Reproduce the records below exactly as they appear, omitting any pictures they contain.

=== Section Start ===

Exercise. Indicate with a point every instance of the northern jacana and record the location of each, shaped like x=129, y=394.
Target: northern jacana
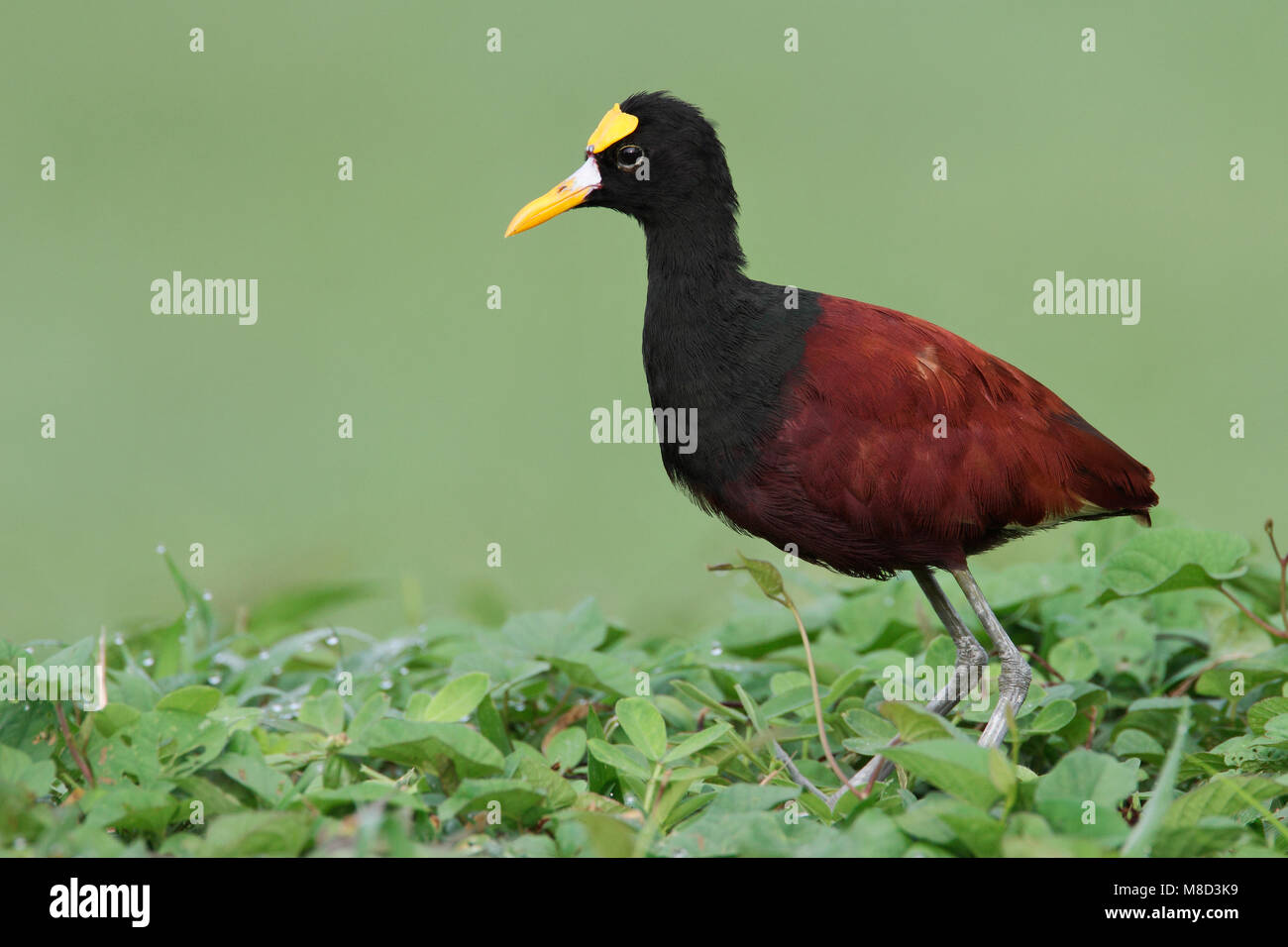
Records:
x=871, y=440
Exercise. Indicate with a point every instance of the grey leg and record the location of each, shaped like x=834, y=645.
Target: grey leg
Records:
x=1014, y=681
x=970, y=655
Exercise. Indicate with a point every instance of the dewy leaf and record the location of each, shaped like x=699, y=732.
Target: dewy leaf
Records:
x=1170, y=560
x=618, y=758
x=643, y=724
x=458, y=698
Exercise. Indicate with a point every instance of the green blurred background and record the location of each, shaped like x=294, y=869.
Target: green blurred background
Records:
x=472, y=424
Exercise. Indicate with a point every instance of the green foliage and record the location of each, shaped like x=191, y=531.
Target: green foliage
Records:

=== Section End ===

» TASK OUTPUT
Exercise. Indicate with a point every instance of the northern jacana and record the location of each, shaped like x=129, y=394.
Target: northern jacana
Records:
x=871, y=440
Exercise. Indicate with a point every instance of the grey leg and record the location of each, shaped like x=834, y=645.
Target: grey leg
Records:
x=1014, y=681
x=970, y=655
Exercise. Indicate with a point every instance of the dewy leaf and record the location of each, shaped like x=699, y=732.
Target: dewy leaf
Records:
x=1170, y=560
x=618, y=758
x=643, y=724
x=458, y=698
Exercise. Indicate with a point every instance of the green blurred background and record the location of each, shaped like x=294, y=869.
Target: green blurred background
Records:
x=472, y=424
Exercise. Indicate with a point every instance of the green foliage and record the location of each, shaped like x=191, y=531.
Target: green foliage
Records:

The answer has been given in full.